### DIRECTIONS
All entries are to be quoted exactly; the images stay out of the copy.

(Image object location entries)
►

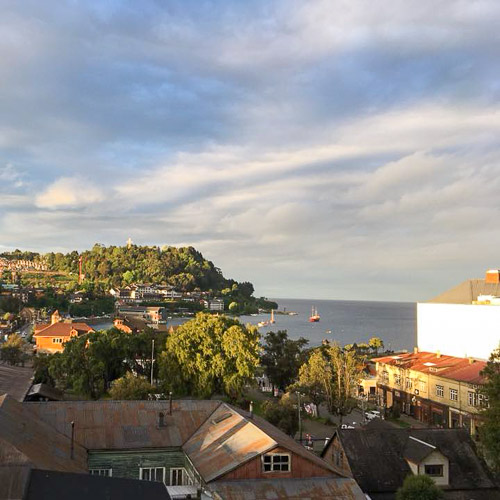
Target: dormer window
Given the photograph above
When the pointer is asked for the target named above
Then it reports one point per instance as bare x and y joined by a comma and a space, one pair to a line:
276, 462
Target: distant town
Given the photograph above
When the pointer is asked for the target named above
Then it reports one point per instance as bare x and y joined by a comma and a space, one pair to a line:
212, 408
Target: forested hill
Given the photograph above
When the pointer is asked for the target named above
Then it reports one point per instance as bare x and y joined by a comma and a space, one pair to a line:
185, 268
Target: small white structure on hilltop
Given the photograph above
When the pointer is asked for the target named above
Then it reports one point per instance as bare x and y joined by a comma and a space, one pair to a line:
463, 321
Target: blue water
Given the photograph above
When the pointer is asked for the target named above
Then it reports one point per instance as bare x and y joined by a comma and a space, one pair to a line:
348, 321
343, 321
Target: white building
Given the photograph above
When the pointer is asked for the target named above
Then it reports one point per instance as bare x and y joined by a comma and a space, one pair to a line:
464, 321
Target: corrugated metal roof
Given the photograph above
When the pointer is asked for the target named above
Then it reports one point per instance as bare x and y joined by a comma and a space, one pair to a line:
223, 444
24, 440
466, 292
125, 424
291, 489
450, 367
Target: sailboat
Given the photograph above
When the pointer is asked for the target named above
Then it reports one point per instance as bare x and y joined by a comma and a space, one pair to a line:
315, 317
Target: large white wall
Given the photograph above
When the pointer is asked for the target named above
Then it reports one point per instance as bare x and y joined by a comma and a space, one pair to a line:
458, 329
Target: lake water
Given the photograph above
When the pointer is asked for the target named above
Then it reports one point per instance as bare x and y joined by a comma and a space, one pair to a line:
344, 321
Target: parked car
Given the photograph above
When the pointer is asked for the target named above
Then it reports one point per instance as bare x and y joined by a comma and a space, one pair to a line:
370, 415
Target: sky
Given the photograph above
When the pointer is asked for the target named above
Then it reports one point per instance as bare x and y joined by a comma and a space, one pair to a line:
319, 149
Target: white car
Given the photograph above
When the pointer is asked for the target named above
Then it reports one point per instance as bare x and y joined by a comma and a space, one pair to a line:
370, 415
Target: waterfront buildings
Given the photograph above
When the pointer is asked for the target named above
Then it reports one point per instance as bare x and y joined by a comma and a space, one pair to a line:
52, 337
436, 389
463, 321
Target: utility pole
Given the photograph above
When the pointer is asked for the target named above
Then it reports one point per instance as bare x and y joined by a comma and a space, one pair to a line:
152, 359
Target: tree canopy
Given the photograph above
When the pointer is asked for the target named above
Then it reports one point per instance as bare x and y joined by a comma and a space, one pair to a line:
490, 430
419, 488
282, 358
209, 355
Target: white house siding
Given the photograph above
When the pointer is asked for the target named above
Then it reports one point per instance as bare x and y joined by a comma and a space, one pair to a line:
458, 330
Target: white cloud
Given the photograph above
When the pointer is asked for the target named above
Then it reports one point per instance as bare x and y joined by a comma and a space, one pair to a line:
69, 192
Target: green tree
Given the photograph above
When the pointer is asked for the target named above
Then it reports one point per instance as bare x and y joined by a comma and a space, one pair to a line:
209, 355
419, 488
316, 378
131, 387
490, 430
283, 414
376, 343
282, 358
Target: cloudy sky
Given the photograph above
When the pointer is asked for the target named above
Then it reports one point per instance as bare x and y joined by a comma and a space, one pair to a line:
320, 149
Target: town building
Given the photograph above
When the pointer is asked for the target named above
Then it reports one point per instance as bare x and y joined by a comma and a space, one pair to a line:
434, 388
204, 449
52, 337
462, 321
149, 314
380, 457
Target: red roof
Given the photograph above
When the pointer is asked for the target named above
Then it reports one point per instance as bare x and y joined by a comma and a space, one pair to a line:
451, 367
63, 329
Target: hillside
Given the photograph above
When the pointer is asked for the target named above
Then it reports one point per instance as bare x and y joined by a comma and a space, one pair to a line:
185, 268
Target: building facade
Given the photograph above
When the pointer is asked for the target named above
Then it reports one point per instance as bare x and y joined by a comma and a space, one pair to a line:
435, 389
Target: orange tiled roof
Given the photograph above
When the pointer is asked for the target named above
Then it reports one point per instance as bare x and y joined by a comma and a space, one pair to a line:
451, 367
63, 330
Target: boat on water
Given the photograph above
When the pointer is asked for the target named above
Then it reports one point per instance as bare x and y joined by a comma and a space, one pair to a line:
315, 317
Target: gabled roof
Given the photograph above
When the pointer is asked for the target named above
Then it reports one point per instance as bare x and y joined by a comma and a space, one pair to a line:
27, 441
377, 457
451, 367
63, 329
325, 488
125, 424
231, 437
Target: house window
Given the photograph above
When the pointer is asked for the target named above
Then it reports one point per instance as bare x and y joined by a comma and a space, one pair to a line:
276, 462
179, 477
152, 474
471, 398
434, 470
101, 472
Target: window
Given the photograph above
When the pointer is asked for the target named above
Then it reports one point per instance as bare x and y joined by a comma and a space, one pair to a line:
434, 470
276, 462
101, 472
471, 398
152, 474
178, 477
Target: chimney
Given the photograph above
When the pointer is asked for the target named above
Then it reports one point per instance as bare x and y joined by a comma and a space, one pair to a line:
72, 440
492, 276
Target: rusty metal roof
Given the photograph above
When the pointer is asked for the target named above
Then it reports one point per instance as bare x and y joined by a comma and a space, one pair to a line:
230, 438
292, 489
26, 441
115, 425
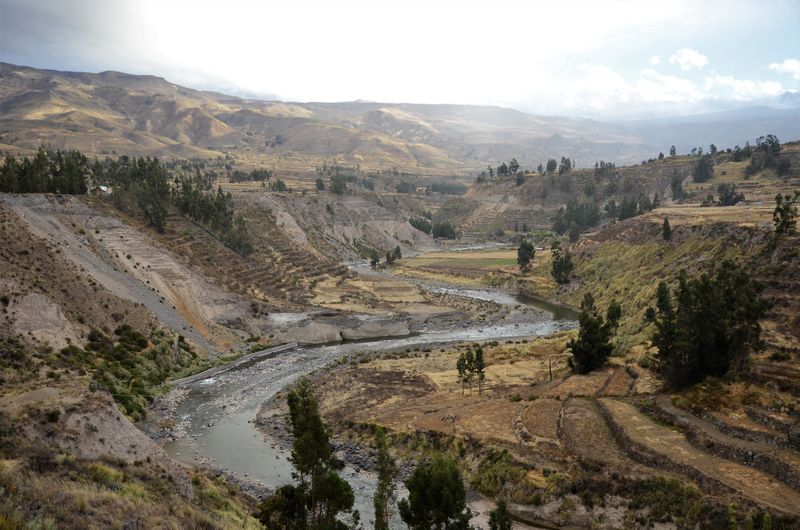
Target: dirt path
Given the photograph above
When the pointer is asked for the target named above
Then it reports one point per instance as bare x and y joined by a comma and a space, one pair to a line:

◄

### ANSWER BELOW
Target: dormer window
Given the photograph above
When the pointer is asked for the target named above
Then it reports one point per instance as bare x and y joined by a comma and a space, one pair to a line:
276, 462
Target: distant town
Given the photograph above
When the pointer is asked for the target named above
Then it reports one point per instance as bare x and y joined by a comma and a space, one pair to a line:
212, 408
Target: forested hill
Given the photograph above
When the pointer is asked for the target named above
Then it reports one point per instance as bare x and y joined by a comma and a space, one pair to a line:
185, 268
Target: small white structure on hilltop
Given the photograph above
When the pointer is asked for the target named above
Then it reports one point per instance as bare x and y joined by a comma and a space, one pair to a line:
463, 321
Target: blue water
Given the photograph above
When the pointer is asked for the target named above
Then it reports one point per instance as bare x and y joined by a comma and a space, one pair to a line:
348, 321
343, 321
Target: white building
Given the photograph above
When the pointer is asked for the target named above
Then it reports one point per instance as bare x and y joined by a comma and a space, one pair to a line:
464, 321
Target: corrugated metal roof
Given the photograph above
When the pointer is asked for the target named above
Then it reports one point per instance as bare x and y joined by a comma and a space, one pair to a line:
223, 444
24, 440
466, 292
125, 424
291, 489
450, 367
Target: sailboat
Given the photograph above
When the pointer is asked for the target named above
Then it reports one point per instance as bare x and y joined by a comma and a space, one pair to a line:
315, 317
Target: large white wall
Given the photograph above
When the pointer is asked for the target named above
Then it reports one point per instance as bare x and y joined by a comma and a space, one pair to a line:
458, 329
Target: lake water
Given the photograph above
When the pointer is asked for the target named above
Then it reports one point per instance as bare x and y joined by a comma and a space, one pair to a line:
344, 321
Target: parked car
Given the photograph above
When the pointer is asked for the target named above
Then it reports one point per instance as bare x and y joined by a comma and a space, one pair to a line:
370, 415
Target: sky
Given the photograph above
When the pointer is asked for the target named above
Then it reports one point per instance as bare x and y joined by a comma and a space, one pair to a line:
319, 149
Target: white car
Given the photograph above
When the pointer is asked for the target named above
Then it reports one point per instance as bare x and y joined by a comma and a space, one pair to a line:
370, 415
Target: waterfront buildings
Given the photograph above
When the pointer is asked for the target named above
Then it reports one point per instance as bare x and y joined by a comma and a space, one pair to a line:
52, 337
436, 389
463, 321
Target: utility pole
Given the photograph above
When the pointer is asked for the target named above
Then it reports one point per instance as bare x and y joined by a comma and a space, one pair to a line:
152, 359
Target: tree canopy
Given the photograph above
When the pointer is asked for the target named above
Then it reports one point per instance as bare x and y joined by a comma and a space, one pair to a line:
490, 430
419, 488
282, 358
209, 355
Target: white house siding
Given the photograph above
When the pointer is asked for the target named above
Then it reports one point per instance as bare x and y joined by a comma and a space, one pair to a line:
458, 330
Target: white cloud
Given the photograph above
When the pointer is asked for the target named above
Then it reports one point per instance as bare x and y joined by a comma and a space, one pair to a line:
69, 192
Target: green tree
Given the photograph above
When the pointer is asked for the target named above
Then it reports one point per instance as bare x and y joined by a comma and a space, one pair to a line:
209, 355
419, 488
316, 378
131, 387
490, 430
283, 414
376, 343
282, 358
Target: cloudy sky
Given the photograph above
When the pointer is asked for the target named above
Then it reports one point per instance as bare x and y joined by a comma and a space, one pair to a line:
320, 149
Target: town building
Given the photograph above
When the pointer is asked for the target named above
Then it reports one point per instance as bare x and y joined by a comma and a space, one pair to a line:
434, 388
204, 449
52, 337
462, 321
149, 314
380, 457
Target: red roof
Given the photograph above
When the pointer is asked for the target named above
Then it reports one point per instance as bare x and y joined by a comma and a space, one pair to a line:
451, 367
63, 329
Target: hillside
Given the photograph above
When the pointer is asked for the target named above
Then it reports one point per instance as bare x and y joined by a comma and a space, one pair to a line:
185, 268
Target: building facade
Given the photograph above
When the pointer is asked for the target named above
Then it reports one point per instance as bare x and y joined by a comma and a space, one pair to a line:
435, 389
Target: orange tiled roof
Given the photograph above
When the pointer is asked for the target named above
Then it reports one point per instance as bare x and y joined by a comma and a space, one pair to a line:
451, 367
63, 330
Target: boat on water
Given the photograph above
When the pointer is asked for the target named above
Then it reports one point per instance as bare x and y joined by a comma and a space, one pair to a line:
315, 317
Target: gabled roof
Given the photograph above
When the pointer is asked for the target named above
Then it reports one point per instance as bare x and y joined by a comma and a space, one pair to a line:
27, 441
377, 457
451, 367
63, 329
325, 488
125, 424
231, 437
Target: house window
Given the photograph above
When the pointer is asked for the target named above
Then it reports one point per instance as bare x and y joined by a comma and a space, one pair to a line:
276, 462
179, 477
152, 474
471, 398
434, 470
101, 472
Target: window
Given the photograph above
When the pointer is asked for the target named above
Then it reports one point per instance as bare x and y joined by a comma and a space, one pair to a line:
434, 470
276, 462
101, 472
471, 398
152, 474
178, 477
Target: chimney
Given the photograph above
When the pointer is asked for the target named above
Then it reports one point per instance as bare x and y joined by a comma and a space, one pair to a line:
72, 440
492, 276
Target: rusty metal roof
Given the photograph above
When the pointer is asked for the target named above
Then it reports one point per instance as bare x and y joined by a comma and a space, one pair to a line:
230, 438
292, 489
26, 441
115, 425
Target: dirt path
Given the photograph above
When the pointer is asked for the target named above
Then it reports one point per instance as bare x and y joined by a comma and a space, one pair to a line:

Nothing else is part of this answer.